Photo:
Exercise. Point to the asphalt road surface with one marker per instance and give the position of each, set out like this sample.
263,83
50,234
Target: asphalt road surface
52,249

━━━━━━━━━━━━━━━━

Exercise brief
Starting with the line that has "Exercise. Point to", print each remaining line of the listing exactly.

Solved exercise
Exercise. Point to the asphalt road surface with one marker per instance and give the position of each, set out like this sample.
263,83
50,234
Target: asphalt road surface
52,249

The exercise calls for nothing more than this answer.